*Written instruction*: Beginning at the line that contains "of the flower" and ending at the last line of the entries, write out each line exactly; include nothing outside that span.

Pointing and labeling entries:
/---

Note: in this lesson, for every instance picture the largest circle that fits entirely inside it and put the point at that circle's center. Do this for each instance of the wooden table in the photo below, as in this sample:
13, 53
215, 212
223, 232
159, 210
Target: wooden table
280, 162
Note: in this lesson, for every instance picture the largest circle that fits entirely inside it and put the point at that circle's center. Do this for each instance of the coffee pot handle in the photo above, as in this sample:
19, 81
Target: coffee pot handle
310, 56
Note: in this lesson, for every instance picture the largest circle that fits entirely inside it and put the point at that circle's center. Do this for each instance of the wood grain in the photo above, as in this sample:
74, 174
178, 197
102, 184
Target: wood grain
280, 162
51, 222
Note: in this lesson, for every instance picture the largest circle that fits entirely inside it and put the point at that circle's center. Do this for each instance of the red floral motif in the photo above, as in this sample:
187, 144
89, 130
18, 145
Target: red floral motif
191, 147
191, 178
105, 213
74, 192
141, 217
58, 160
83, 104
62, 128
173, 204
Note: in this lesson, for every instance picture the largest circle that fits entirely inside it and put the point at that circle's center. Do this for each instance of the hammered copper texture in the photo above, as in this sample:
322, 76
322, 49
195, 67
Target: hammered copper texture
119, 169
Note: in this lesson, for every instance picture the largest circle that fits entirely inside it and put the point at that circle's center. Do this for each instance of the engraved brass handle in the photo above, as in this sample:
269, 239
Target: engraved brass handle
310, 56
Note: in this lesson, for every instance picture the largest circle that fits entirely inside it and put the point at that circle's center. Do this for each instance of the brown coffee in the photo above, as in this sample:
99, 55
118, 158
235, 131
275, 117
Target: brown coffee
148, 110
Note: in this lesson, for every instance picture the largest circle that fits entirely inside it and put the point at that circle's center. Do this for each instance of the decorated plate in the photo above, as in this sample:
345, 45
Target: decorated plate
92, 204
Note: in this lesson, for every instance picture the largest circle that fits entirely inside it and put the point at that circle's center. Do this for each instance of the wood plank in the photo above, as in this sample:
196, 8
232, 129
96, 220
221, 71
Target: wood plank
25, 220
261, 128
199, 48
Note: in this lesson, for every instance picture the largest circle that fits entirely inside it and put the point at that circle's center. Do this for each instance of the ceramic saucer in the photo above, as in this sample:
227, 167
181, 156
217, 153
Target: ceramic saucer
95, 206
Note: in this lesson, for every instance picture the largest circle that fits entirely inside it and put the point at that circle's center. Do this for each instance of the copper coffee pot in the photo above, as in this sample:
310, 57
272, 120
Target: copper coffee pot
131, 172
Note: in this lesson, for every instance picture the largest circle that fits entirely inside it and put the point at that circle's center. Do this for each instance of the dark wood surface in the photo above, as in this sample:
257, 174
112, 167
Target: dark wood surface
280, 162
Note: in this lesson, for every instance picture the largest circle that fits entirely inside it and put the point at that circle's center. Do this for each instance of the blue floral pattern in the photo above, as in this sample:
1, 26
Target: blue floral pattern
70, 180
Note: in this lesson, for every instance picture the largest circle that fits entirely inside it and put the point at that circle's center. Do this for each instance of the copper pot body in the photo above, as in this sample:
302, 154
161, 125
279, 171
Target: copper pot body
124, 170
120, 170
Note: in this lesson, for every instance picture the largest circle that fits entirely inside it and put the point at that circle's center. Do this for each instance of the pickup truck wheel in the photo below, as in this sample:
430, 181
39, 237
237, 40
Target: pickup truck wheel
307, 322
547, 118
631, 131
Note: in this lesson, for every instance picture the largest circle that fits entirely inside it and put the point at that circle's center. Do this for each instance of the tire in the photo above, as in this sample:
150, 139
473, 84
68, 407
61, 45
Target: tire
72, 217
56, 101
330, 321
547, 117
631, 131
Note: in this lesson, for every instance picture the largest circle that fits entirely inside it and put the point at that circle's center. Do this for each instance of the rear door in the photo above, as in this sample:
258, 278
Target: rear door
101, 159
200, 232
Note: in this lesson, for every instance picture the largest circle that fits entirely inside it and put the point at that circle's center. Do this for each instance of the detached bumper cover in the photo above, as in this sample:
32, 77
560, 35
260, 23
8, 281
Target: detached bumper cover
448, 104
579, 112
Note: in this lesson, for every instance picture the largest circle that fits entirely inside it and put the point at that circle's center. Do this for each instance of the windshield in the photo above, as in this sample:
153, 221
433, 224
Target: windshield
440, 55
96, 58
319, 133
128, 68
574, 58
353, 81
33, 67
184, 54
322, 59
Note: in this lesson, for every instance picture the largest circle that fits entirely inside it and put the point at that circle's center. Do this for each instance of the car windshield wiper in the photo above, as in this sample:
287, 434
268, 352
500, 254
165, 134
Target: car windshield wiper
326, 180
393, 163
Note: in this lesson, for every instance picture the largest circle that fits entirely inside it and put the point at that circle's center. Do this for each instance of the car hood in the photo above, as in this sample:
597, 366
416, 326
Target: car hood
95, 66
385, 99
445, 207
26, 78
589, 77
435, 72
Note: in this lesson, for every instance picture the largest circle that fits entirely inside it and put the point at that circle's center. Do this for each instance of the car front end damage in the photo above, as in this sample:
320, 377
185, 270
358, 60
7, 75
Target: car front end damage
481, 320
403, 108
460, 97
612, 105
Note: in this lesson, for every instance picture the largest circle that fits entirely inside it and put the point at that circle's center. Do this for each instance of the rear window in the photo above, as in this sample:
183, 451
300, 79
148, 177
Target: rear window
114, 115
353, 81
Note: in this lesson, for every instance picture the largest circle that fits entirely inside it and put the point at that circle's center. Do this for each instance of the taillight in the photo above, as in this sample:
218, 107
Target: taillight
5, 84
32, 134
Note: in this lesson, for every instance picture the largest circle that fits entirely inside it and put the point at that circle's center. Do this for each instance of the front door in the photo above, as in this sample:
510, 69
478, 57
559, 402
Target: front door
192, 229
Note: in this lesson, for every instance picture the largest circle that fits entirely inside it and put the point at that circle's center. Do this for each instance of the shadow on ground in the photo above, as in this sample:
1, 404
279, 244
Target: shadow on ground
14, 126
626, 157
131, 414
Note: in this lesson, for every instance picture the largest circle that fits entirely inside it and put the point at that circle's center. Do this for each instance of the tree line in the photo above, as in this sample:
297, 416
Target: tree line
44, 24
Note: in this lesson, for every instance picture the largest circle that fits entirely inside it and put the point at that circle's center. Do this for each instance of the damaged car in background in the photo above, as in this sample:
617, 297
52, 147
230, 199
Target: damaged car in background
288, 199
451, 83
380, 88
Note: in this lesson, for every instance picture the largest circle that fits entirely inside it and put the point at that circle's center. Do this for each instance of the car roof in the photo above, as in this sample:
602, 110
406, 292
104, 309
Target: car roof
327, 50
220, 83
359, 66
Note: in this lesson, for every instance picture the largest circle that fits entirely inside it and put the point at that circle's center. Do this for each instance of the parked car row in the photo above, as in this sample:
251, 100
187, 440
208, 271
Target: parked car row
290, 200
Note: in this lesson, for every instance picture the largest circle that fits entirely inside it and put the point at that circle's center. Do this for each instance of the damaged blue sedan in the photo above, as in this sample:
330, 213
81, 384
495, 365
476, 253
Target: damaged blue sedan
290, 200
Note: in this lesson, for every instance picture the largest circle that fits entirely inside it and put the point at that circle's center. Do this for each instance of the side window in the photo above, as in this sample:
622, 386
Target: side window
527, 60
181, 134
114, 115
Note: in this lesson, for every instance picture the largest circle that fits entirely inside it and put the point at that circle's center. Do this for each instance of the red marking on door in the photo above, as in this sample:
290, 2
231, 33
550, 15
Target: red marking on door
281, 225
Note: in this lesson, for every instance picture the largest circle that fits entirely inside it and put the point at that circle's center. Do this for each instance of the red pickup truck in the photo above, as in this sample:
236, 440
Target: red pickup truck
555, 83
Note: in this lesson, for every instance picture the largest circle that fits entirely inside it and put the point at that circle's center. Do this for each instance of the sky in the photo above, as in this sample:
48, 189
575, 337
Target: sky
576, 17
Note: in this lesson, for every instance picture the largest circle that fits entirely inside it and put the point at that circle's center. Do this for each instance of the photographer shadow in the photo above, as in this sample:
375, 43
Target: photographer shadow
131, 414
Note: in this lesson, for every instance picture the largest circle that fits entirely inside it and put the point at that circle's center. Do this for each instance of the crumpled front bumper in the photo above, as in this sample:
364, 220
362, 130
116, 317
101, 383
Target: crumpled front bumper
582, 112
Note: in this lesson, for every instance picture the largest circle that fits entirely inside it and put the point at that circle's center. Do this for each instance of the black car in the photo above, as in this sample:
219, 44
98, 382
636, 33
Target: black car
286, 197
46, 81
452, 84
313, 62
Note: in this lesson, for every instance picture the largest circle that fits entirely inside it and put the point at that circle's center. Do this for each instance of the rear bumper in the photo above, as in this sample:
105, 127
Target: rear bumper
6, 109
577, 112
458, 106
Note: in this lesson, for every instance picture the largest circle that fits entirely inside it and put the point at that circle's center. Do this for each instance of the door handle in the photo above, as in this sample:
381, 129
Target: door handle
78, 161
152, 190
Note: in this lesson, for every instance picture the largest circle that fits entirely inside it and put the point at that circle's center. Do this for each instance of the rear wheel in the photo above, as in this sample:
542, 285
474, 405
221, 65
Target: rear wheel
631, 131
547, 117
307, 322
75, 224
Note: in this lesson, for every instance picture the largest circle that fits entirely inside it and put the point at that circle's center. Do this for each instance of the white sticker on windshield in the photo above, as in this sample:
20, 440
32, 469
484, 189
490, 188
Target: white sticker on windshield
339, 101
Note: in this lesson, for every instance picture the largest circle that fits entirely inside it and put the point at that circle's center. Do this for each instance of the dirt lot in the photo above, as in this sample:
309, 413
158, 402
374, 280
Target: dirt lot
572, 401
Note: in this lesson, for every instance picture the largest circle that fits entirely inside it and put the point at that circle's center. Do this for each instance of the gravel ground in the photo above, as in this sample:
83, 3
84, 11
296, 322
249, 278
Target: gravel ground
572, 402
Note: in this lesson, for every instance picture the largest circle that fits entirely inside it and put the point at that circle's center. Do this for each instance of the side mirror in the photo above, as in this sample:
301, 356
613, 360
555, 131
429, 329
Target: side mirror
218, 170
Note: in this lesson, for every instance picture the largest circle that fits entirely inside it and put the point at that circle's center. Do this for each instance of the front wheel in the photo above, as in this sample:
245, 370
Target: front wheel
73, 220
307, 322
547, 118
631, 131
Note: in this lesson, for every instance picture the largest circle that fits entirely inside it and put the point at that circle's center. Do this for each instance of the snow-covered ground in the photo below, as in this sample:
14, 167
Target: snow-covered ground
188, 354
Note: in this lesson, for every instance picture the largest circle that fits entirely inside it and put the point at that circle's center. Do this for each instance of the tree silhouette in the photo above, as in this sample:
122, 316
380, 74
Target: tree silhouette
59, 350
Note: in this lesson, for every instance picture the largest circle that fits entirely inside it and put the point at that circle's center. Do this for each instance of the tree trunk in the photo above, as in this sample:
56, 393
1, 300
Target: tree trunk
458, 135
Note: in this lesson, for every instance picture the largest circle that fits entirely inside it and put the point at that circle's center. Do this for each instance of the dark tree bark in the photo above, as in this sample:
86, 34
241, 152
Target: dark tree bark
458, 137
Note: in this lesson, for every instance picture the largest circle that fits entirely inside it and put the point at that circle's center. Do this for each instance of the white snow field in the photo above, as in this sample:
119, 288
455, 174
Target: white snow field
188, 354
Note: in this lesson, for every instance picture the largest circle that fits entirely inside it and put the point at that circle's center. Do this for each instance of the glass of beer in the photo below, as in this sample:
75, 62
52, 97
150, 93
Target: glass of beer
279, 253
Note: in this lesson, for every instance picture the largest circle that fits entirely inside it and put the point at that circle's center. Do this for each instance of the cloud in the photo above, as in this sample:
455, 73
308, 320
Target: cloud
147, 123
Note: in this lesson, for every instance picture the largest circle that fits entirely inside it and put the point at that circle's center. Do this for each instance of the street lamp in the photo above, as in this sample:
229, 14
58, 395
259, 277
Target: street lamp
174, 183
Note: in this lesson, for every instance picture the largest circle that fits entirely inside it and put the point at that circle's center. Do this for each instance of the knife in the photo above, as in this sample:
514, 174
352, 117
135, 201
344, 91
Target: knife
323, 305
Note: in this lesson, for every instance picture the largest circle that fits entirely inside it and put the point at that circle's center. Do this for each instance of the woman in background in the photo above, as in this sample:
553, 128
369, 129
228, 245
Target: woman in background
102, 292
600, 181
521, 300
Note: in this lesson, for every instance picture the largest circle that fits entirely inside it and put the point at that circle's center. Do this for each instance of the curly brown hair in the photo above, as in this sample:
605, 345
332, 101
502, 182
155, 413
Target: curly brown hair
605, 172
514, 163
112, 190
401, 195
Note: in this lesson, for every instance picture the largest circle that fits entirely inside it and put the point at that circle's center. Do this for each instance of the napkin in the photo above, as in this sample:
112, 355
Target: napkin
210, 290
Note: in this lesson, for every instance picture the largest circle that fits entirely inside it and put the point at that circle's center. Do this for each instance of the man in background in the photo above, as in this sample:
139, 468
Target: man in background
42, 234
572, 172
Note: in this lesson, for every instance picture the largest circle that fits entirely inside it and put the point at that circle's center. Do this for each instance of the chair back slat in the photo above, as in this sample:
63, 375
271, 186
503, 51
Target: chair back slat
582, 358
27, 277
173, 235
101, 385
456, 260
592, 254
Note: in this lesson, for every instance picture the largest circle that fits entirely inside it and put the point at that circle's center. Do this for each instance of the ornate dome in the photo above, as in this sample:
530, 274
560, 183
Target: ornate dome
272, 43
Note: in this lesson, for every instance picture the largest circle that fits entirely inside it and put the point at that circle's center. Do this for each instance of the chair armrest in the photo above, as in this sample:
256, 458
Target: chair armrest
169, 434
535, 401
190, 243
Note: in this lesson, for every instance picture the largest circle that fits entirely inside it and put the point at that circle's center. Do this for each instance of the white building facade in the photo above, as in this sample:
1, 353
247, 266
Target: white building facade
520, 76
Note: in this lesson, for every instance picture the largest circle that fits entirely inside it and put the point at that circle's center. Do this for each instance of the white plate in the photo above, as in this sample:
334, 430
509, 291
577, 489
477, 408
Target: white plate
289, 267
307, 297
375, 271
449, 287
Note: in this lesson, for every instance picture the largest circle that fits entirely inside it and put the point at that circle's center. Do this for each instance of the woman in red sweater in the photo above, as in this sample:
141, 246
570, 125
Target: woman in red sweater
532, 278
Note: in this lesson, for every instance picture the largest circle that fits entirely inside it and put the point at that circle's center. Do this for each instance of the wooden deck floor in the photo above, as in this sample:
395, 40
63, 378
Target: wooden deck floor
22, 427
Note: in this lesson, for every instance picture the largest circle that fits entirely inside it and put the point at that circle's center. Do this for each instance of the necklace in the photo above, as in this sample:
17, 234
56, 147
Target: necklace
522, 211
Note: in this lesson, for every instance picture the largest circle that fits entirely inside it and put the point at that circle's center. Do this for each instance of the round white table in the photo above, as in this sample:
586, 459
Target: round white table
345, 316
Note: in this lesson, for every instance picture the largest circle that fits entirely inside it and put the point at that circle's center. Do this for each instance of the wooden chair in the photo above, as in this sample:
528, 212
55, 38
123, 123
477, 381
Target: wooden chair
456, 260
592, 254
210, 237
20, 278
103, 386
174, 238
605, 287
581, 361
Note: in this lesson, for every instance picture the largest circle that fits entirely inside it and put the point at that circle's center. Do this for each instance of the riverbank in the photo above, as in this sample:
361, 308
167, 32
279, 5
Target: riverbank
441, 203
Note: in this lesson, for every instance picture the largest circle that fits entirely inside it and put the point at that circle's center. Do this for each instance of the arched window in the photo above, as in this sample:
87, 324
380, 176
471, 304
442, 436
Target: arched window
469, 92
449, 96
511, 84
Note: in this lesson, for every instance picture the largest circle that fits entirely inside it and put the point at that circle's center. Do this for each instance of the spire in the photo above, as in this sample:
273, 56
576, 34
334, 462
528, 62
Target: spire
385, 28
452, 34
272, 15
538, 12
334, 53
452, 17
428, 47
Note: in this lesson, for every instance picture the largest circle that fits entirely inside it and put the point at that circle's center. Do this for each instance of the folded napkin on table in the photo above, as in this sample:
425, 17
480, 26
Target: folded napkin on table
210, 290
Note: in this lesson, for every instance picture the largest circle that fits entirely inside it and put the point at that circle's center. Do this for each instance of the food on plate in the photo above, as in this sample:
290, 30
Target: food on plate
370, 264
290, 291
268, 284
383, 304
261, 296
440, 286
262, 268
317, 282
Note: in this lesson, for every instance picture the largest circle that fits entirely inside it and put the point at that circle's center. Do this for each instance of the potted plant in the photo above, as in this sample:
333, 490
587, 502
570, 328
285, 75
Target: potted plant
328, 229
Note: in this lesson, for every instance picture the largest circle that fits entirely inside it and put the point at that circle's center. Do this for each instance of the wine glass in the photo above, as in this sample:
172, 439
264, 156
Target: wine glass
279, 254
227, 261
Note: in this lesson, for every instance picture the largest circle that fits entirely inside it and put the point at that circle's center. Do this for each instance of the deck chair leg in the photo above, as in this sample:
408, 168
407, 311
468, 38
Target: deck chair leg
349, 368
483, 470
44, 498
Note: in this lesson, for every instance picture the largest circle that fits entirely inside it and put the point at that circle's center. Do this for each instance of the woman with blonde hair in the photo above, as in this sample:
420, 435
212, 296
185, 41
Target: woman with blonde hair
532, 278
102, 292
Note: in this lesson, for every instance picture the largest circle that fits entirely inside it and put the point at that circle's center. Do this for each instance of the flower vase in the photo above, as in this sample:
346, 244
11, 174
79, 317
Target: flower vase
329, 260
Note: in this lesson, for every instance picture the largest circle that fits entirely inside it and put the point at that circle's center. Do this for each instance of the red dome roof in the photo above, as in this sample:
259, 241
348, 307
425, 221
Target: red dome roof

\---

*Answer to the problem*:
Note: in this lesson, for every instance picture the largest circle that fits entirely inside it and put the point at that circle's center. Do this for each instance of the flower vase in the photo above, as in this sample:
346, 244
11, 174
79, 317
Target: flower vase
329, 260
Note: in this lesson, for every instance picture the largest circle that fits entirely inside it and put the point at that circle's center. Do this for each instance of the red dome roof in the photo above, as in this sample:
259, 241
348, 307
425, 221
Target: red dome roof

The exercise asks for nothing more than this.